Influences of Earth Incidence Angle on FY-3/MWRI SST Retrieval and Evaluation of Reprocessed SST

Sea surface temperature (SST) serves as a vital physical parameter in meteorology and oceanography (Qian et al. ^[1]; Chen et al. ^[2]; Guo et al. ^[3]; Pisano et al. ^[4]), influencing aspects such as ocean circulation, atmospheric circulation, and marine weather and climate (Liu et al. ^[5]; Dong et al. ^[6]; Bi and Li ^[7]; Bulgin et al. ^[8]). In the early stage, SST measurements primarily relied on ships and buoys (Kennedy ^[9]; Banzon et al. ^[10]), but such measurements cannot meet the demands of large-scale real-time monitoring (Pastor et al. ^[11]). Satellite remote sensing technology, with its advantages of wide coverage, high resolution, and long-term repeatable observation, has been widely applied in global SST monitoring (Gentemann et al. ^[12]; Zhang et al. ^[13]). SST monitoring through satellites predominantly employs both infrared remote sensing and passive microwave remote sensing techniques (Ricciardulli and Wentz ^[14]). Although infrared remote sensing has a high resolution, it is hindered by cloud cover, and the retrieval accuracy is susceptible to the diurnal variations in solar radiation, water vapor, and aerosols (Wentz et al. ^[15]). In contrast, although microwave remote sensing features lower resolution and is susceptible to sea surface roughness, it can effectively overcome the limitations of infrared remote sensing, enabling all-weather observations (Wentz et al. ^[16]).

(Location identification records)
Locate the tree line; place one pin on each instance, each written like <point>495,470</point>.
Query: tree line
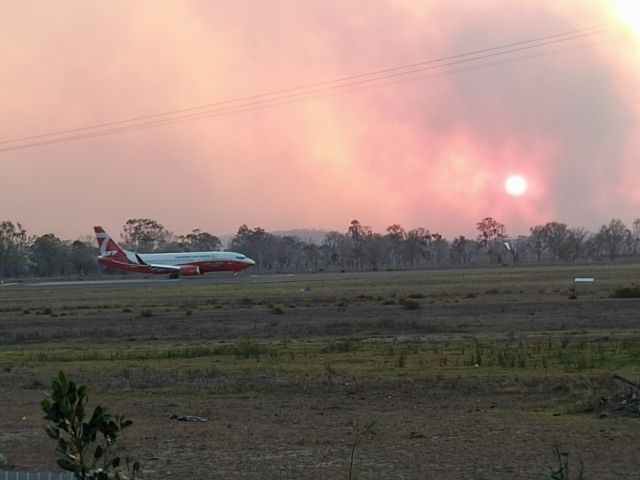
<point>357,248</point>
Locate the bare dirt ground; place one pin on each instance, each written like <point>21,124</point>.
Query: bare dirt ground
<point>268,419</point>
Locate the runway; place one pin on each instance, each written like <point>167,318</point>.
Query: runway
<point>208,279</point>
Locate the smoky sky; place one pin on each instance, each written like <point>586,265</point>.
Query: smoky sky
<point>431,151</point>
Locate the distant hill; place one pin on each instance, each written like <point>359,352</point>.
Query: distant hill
<point>308,235</point>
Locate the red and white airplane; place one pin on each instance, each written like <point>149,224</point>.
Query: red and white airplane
<point>174,264</point>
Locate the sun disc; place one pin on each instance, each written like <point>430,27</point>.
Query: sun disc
<point>515,185</point>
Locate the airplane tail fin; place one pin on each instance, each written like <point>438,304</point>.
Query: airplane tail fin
<point>108,247</point>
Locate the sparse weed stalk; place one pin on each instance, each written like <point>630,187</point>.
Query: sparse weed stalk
<point>562,471</point>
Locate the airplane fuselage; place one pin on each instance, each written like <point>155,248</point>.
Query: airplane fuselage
<point>196,262</point>
<point>174,264</point>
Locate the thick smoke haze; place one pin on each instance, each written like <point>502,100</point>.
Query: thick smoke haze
<point>431,151</point>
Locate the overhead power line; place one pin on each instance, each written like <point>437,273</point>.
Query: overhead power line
<point>347,84</point>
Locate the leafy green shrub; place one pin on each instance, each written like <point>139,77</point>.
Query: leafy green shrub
<point>87,446</point>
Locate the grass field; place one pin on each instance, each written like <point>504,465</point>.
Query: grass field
<point>463,373</point>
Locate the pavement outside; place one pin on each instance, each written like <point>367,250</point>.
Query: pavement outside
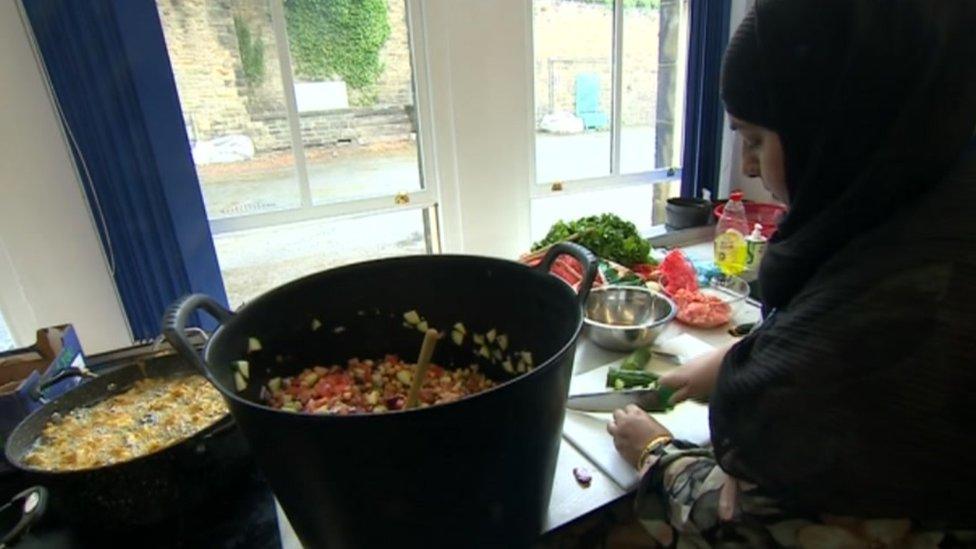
<point>257,260</point>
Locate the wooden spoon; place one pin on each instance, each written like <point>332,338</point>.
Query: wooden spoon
<point>426,352</point>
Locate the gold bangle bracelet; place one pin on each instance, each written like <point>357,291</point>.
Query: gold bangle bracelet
<point>650,447</point>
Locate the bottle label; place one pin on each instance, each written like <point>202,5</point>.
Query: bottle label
<point>730,252</point>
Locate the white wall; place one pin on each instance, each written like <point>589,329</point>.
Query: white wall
<point>731,172</point>
<point>480,60</point>
<point>52,269</point>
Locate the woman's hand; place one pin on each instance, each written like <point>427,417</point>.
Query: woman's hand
<point>695,380</point>
<point>632,429</point>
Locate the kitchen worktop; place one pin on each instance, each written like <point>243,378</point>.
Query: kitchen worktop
<point>251,518</point>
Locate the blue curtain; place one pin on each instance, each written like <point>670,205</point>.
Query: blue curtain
<point>709,31</point>
<point>110,71</point>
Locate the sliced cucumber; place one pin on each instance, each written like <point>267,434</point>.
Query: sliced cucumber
<point>411,317</point>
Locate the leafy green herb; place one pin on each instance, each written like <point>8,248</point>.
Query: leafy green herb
<point>606,235</point>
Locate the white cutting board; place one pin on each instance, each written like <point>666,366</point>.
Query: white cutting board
<point>588,432</point>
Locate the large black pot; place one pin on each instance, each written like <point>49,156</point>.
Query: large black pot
<point>145,491</point>
<point>475,472</point>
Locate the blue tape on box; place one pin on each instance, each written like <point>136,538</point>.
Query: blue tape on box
<point>57,349</point>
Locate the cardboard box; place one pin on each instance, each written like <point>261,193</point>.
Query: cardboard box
<point>57,349</point>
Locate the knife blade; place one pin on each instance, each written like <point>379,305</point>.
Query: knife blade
<point>649,400</point>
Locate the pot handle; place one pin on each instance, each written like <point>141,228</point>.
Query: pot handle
<point>583,255</point>
<point>33,504</point>
<point>49,379</point>
<point>174,325</point>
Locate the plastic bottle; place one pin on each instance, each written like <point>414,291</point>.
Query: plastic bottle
<point>730,236</point>
<point>755,248</point>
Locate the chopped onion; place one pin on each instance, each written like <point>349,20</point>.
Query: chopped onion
<point>274,384</point>
<point>244,368</point>
<point>239,382</point>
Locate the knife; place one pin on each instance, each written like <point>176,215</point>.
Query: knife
<point>649,400</point>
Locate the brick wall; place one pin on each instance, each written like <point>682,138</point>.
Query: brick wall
<point>570,37</point>
<point>573,37</point>
<point>218,101</point>
<point>337,128</point>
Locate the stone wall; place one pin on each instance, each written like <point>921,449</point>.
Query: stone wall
<point>218,101</point>
<point>337,128</point>
<point>570,38</point>
<point>574,37</point>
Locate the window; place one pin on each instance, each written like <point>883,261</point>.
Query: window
<point>6,339</point>
<point>609,90</point>
<point>305,130</point>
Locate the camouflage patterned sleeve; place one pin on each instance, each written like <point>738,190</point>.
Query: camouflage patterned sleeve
<point>680,501</point>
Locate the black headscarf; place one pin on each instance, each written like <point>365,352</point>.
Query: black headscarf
<point>857,396</point>
<point>873,101</point>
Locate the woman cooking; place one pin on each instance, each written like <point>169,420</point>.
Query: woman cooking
<point>856,397</point>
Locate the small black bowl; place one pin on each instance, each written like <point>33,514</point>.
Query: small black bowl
<point>683,213</point>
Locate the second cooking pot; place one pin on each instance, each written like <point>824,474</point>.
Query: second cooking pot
<point>474,472</point>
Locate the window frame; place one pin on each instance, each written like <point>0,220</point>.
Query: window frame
<point>425,199</point>
<point>616,180</point>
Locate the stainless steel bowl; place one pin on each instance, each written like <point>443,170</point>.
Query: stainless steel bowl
<point>624,318</point>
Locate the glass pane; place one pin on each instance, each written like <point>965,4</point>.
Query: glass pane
<point>225,62</point>
<point>633,203</point>
<point>653,88</point>
<point>355,97</point>
<point>573,88</point>
<point>255,261</point>
<point>6,339</point>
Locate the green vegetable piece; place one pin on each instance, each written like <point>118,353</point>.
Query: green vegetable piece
<point>629,378</point>
<point>637,360</point>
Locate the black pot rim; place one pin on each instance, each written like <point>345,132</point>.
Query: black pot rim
<point>690,203</point>
<point>322,418</point>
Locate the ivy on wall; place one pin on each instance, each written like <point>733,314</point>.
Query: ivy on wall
<point>251,49</point>
<point>332,39</point>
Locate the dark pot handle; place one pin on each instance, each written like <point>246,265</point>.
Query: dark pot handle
<point>49,379</point>
<point>584,256</point>
<point>32,509</point>
<point>174,325</point>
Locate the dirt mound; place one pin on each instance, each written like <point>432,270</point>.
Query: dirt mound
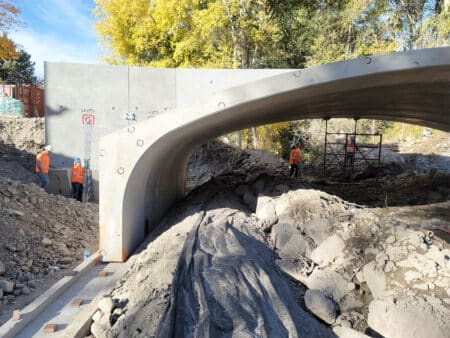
<point>219,159</point>
<point>20,140</point>
<point>209,268</point>
<point>41,234</point>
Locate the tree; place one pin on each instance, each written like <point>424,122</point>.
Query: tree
<point>8,19</point>
<point>19,71</point>
<point>265,34</point>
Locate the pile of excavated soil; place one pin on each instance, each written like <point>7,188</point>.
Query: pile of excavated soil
<point>41,236</point>
<point>20,140</point>
<point>219,159</point>
<point>257,258</point>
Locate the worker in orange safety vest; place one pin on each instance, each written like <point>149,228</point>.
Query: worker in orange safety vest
<point>350,151</point>
<point>77,179</point>
<point>295,159</point>
<point>42,165</point>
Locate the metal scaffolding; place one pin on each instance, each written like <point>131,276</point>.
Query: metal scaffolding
<point>351,151</point>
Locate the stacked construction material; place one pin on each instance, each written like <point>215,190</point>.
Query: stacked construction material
<point>11,107</point>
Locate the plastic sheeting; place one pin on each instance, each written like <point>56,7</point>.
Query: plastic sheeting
<point>11,107</point>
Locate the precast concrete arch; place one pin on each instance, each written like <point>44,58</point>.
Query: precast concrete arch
<point>142,168</point>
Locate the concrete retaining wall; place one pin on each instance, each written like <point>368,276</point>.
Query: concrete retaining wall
<point>75,91</point>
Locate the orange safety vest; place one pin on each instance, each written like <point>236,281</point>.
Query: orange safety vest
<point>350,147</point>
<point>42,162</point>
<point>295,156</point>
<point>77,173</point>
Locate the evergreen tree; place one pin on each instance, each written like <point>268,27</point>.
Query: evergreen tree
<point>20,71</point>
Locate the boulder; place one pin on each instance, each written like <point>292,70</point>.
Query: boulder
<point>375,279</point>
<point>321,305</point>
<point>329,282</point>
<point>46,242</point>
<point>106,305</point>
<point>298,268</point>
<point>64,260</point>
<point>6,286</point>
<point>317,229</point>
<point>282,233</point>
<point>328,250</point>
<point>346,332</point>
<point>412,317</point>
<point>2,269</point>
<point>297,245</point>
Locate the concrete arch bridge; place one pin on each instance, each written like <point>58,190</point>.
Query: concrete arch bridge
<point>142,167</point>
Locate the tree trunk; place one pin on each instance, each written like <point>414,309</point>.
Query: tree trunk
<point>255,138</point>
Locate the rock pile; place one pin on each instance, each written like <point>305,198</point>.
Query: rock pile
<point>40,234</point>
<point>364,271</point>
<point>20,140</point>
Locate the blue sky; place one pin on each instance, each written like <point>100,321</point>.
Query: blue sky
<point>57,30</point>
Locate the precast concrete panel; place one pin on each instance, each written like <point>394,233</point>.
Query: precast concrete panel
<point>142,173</point>
<point>152,91</point>
<point>196,85</point>
<point>76,93</point>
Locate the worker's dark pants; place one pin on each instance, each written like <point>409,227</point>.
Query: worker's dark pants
<point>295,168</point>
<point>350,159</point>
<point>77,191</point>
<point>43,179</point>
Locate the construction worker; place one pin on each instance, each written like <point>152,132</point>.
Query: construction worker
<point>42,165</point>
<point>77,179</point>
<point>350,151</point>
<point>295,159</point>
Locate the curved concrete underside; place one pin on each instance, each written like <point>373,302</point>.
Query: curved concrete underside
<point>142,168</point>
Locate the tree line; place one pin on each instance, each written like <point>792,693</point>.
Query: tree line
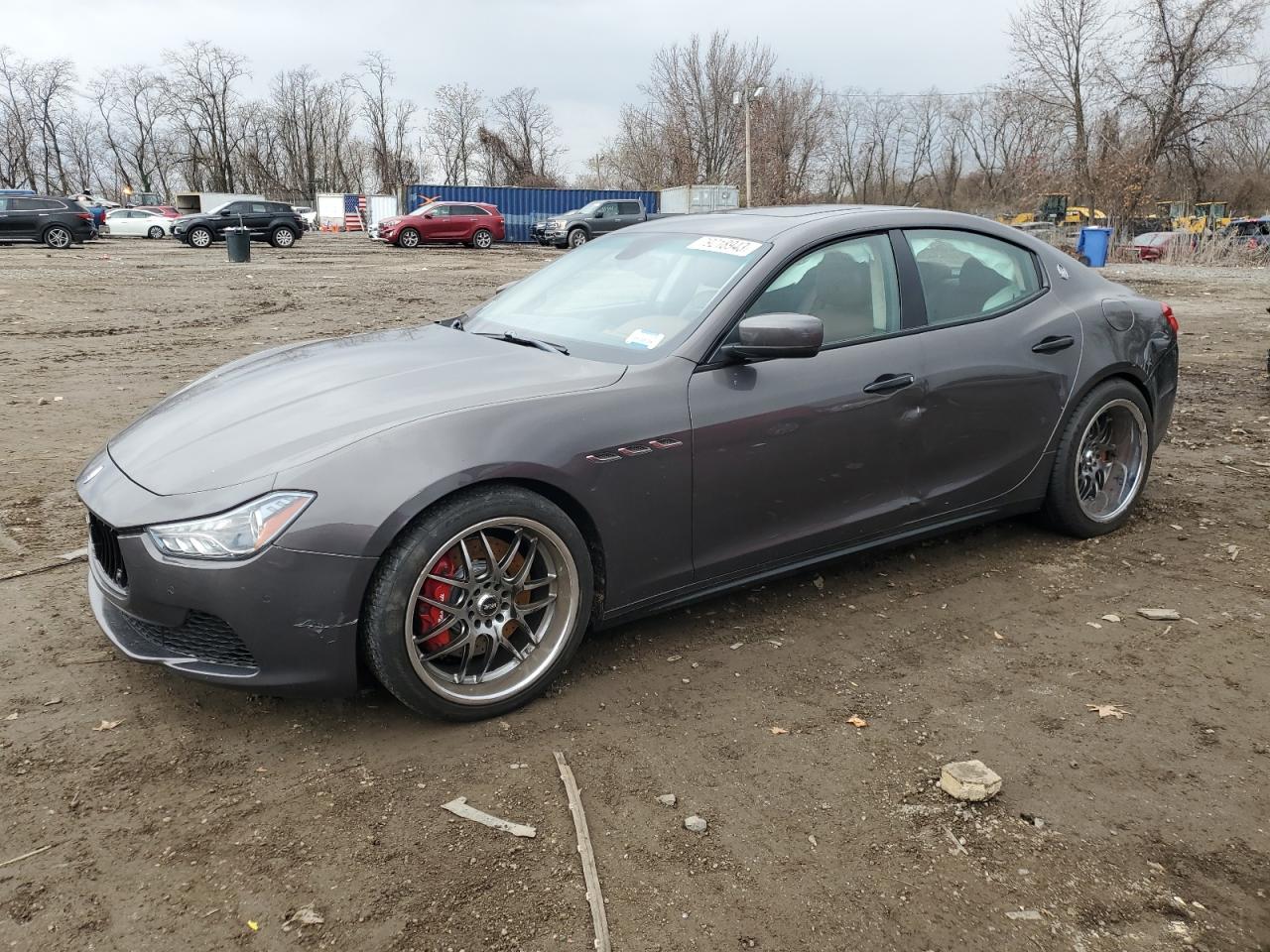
<point>187,123</point>
<point>1115,105</point>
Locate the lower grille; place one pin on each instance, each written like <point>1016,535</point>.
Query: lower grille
<point>202,636</point>
<point>105,549</point>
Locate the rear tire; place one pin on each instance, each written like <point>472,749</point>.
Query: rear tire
<point>440,674</point>
<point>282,236</point>
<point>1102,461</point>
<point>59,236</point>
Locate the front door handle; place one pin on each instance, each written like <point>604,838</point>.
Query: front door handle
<point>889,382</point>
<point>1052,344</point>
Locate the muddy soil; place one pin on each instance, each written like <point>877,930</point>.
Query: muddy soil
<point>206,817</point>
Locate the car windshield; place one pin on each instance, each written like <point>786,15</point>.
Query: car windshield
<point>629,298</point>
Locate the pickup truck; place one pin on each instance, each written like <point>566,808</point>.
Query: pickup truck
<point>598,217</point>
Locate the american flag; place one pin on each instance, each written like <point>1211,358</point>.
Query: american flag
<point>354,211</point>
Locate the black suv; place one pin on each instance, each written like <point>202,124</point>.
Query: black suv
<point>56,221</point>
<point>275,222</point>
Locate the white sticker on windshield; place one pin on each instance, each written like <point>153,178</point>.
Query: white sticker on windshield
<point>644,338</point>
<point>729,246</point>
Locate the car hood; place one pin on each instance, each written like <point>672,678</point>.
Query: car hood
<point>290,405</point>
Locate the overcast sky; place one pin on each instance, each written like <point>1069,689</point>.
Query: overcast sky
<point>585,56</point>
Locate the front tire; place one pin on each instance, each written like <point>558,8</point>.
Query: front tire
<point>480,604</point>
<point>58,238</point>
<point>199,238</point>
<point>1102,461</point>
<point>282,238</point>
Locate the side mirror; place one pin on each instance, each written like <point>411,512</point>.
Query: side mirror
<point>771,335</point>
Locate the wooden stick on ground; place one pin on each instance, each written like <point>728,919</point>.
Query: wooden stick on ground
<point>27,856</point>
<point>589,871</point>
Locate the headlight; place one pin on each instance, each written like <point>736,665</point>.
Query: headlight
<point>234,535</point>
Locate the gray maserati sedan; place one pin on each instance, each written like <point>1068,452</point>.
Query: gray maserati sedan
<point>667,413</point>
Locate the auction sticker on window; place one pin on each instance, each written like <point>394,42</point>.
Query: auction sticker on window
<point>644,338</point>
<point>729,246</point>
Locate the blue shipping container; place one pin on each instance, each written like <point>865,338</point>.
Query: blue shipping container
<point>521,207</point>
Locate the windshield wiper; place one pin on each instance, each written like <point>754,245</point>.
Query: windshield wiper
<point>550,347</point>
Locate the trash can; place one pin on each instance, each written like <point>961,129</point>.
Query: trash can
<point>1092,245</point>
<point>239,241</point>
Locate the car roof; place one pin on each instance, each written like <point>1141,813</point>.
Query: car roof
<point>767,223</point>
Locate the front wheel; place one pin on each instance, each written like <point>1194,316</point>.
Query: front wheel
<point>200,238</point>
<point>282,238</point>
<point>480,604</point>
<point>59,238</point>
<point>1102,461</point>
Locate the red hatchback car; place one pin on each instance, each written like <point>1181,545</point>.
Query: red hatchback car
<point>454,222</point>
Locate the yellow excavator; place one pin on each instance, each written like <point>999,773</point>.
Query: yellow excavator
<point>1055,207</point>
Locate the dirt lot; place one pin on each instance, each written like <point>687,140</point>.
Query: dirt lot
<point>207,811</point>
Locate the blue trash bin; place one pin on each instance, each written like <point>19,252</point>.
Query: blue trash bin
<point>1093,245</point>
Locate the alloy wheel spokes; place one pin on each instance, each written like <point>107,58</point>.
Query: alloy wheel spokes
<point>1111,460</point>
<point>488,604</point>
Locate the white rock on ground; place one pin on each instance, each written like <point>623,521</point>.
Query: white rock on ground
<point>969,779</point>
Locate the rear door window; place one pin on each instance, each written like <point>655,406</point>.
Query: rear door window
<point>966,276</point>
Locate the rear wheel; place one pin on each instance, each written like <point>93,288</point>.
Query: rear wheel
<point>1102,461</point>
<point>480,604</point>
<point>58,236</point>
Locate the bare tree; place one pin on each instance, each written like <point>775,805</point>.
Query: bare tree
<point>202,82</point>
<point>1197,71</point>
<point>454,121</point>
<point>521,145</point>
<point>134,108</point>
<point>1058,46</point>
<point>389,121</point>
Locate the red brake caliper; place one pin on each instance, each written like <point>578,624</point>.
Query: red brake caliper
<point>431,616</point>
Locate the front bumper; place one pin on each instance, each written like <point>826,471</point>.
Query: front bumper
<point>281,621</point>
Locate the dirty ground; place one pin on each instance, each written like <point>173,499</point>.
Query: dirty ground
<point>206,812</point>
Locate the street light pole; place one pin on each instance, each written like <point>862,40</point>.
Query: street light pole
<point>747,96</point>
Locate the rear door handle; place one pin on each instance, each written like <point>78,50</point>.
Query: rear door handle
<point>1052,344</point>
<point>888,382</point>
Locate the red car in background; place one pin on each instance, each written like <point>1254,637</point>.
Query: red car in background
<point>444,222</point>
<point>167,211</point>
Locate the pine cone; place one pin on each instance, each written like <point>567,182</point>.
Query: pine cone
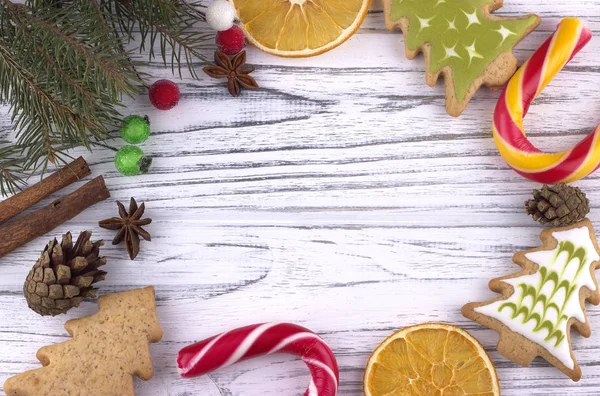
<point>64,274</point>
<point>558,205</point>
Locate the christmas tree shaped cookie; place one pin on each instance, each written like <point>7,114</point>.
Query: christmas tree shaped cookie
<point>462,41</point>
<point>107,349</point>
<point>540,303</point>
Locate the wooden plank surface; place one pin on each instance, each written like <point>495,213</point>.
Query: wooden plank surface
<point>339,196</point>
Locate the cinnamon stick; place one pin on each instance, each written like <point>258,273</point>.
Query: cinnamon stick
<point>46,219</point>
<point>22,201</point>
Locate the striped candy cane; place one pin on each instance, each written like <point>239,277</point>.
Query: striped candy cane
<point>529,81</point>
<point>264,339</point>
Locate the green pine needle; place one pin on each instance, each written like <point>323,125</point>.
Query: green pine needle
<point>64,70</point>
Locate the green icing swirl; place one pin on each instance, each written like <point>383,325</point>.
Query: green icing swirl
<point>461,35</point>
<point>557,277</point>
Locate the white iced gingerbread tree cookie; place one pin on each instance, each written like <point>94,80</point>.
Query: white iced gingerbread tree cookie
<point>540,303</point>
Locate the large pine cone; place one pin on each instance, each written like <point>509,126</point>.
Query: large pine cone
<point>558,205</point>
<point>64,274</point>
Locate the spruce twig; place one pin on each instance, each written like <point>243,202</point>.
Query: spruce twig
<point>64,70</point>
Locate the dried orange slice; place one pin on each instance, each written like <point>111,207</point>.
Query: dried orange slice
<point>297,28</point>
<point>430,359</point>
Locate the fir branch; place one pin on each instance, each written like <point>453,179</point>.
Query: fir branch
<point>169,22</point>
<point>64,70</point>
<point>11,170</point>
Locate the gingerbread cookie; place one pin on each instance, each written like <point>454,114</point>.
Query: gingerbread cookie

Exercise goal: Decide whether each statement agrees with the text on sea surface temperature retrieval, answering yes or no and quoting the words of the text that settle it. 1. Infrared remote sensing is hindered by cloud cover. 2. Microwave remote sensing offers higher resolution than infrared remote sensing. 3. Measurements from ships and buoys can meet the demands of large-scale real-time monitoring. Answer from the text alone.

Answer to the task:
1. Yes: "it is hindered by cloud cover"
2. No: "microwave remote sensing features lower resolution"
3. No: "such measurements cannot meet the demands of large-scale real-time monitoring"